Stored entries
_ _ _ _

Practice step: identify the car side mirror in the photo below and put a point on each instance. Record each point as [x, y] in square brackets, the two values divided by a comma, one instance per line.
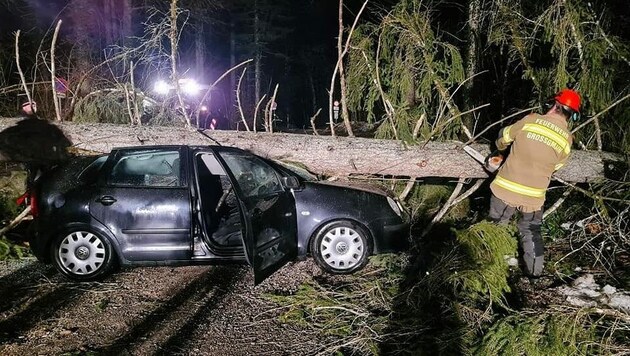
[291, 182]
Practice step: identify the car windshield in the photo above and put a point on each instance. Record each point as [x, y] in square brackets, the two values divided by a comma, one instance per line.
[90, 173]
[253, 176]
[292, 169]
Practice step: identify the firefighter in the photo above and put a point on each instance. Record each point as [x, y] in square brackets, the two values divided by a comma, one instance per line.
[539, 145]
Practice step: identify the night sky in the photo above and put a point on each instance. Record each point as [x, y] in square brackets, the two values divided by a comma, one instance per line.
[300, 59]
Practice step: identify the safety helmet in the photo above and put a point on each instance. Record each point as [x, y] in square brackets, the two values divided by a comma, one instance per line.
[29, 107]
[569, 98]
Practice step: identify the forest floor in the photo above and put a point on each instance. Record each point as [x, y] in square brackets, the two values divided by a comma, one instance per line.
[201, 310]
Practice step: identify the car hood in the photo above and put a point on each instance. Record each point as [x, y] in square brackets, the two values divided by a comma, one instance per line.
[366, 187]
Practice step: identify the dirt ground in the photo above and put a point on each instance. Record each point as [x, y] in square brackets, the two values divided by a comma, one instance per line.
[206, 310]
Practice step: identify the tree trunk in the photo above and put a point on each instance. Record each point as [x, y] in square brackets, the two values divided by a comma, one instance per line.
[342, 77]
[232, 96]
[335, 156]
[257, 54]
[200, 50]
[474, 19]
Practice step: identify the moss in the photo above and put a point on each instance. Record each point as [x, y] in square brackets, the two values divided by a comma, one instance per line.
[540, 333]
[485, 246]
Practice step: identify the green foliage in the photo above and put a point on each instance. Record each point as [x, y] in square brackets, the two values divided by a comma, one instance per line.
[540, 333]
[404, 61]
[485, 278]
[10, 250]
[12, 186]
[353, 308]
[102, 107]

_ _ _ _

▶ _Direction_:
Reproduce the material from the line containing "Practice step: identify the tree" through the end of the material. Shift every point coordinate in the answers by adding 130 to each value, and leave all other lines unchanged.

▶ _The solution_:
Practice step: identify the tree trunk in the photo above and put a point on each instance. Record each point as [x, y] in square brackets, the two values divided by a comma, one instance per line.
[472, 207]
[362, 226]
[465, 286]
[387, 184]
[330, 180]
[604, 149]
Practice step: identify the moss in the photo above and put a point on each instance. Record each point as [x, y] in square brackets, the two values divided by a comma, one instance per line.
[670, 463]
[615, 376]
Practice step: identify the green foliage in the photo above and put a point on each instance. Record each point as [x, y] in square brackets, the two values divided by a comma, one instance per line.
[670, 463]
[534, 191]
[615, 408]
[140, 380]
[142, 316]
[483, 438]
[232, 237]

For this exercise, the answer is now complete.